Московский негоциант, владелец одного из наиболее значительных и богатых шелковых магазинов на ярмарке, вызвался быть моим чичероне. Усаживаясь с ним и его братом в мой роскошный экипаж, я предложил моему телохранителю нас сопровождать. И вот сей последний, нимало не задумываясь и не спросив у меня разрешения, вскакивает в коляску и усаживается на переднем сидении, рядом с братом г. N, который занял это место вопреки всем моим уговорам.

Боясь, как бы фельдъегерская фамильярность не оказалась неприятной моим любезным проводникам, я попросил курьера занять его обычное место на козлах, рядом с кучером, при чем сказал это почти неслышно.

- Я этого не сделаю, - с невозможным хладнокровием ответил мне сей господин.

- Почему вы решили меня ослушаться?- спросил я еще более спокойным голосом. Говорили мы по-немецки.

- Это было бы недостойно моего звания.

Ответ фельдъегеря напомнил мне бесконечные местнические споры бояр, наполняющие целые страницы русской истории эпохи Ивана Грозного.

- Что вы хотите этим сказать? Разве вы не занимали этого места на протяжении всего пути от Москвы до Нижнего?

- Вы правы, мосье, это мое место при исполнении служебных обязанностей, во время путешествия. Но на прогулке я должен сидеть в экипаже. Я ношу мундир.

Пресловутый мундир - форма чиновника почтового ведомства.

- Я имею чин. Я не лакей, я служу его величеству.

- Меня очень мало интересует, кто вы и что вы. Кроме того, я и не думал вас называть лакеем.

- Но я буду иметь вид такового, если сяду на облучок в то время, как мосье катается по городу. У меня за плечами не один год службы, и за доброе поведение мне обещано дворянство.

С минуту подумав над таким смешением наших аристократических понятий с новейшего вида тщеславием, внушенным трусливыми деспотами зараженному завистью народу, я ответил моему строптивому фельдъегерю следующими словами:

- Я уважаю вашу гордость, если она на чем-нибудь основана. Но, будучи плохо знаком с обычаями вашей страны, я хочу прежде, чем разрешить вам занять место в экипаже, сообщить о ваших домогательствах господину губернатору. Я не собираюсь требовать с вашей стороны больших услуг, чем те, которые вы обязаны мне оказывать на основании полученных вами инструкций. Так как в данном случае я нахожусь в сомнении, то я освобождаю вас на нынешний день от службы: я поеду без вас.

Я едва не расхохотался над важностью, с которой произнес эту тираду, но считал такую комедию необходимой, дабы обеспечить себе спокойствие в течение остального путешествия. Этот кандидат на дворянство, так скрупулезно соблюдающий этикет большой дороги, стоит мне, помимо всего прочего, триста франков в месяц, которые я уплачиваю ему в виде жалованья. Выслушав меня, он покраснел до корней волос, ни слова не говоря вышел из коляски и молча возвратился восвояси.
====
Перепишите дословно из фрагмента текста весь отрывок от «- Вы правы, мосье, это» до «Я ношу мундир.» включительно.

Выдержка из данных ▸
====
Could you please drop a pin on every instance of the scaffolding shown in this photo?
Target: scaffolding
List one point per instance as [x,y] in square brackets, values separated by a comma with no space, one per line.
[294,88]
====
Письменный ответ ▸
- Вы правы, мосье, это мое место при исполнении служебных обязанностей, во время путешествия. Но на прогулке я должен сидеть в экипаже. Я ношу мундир.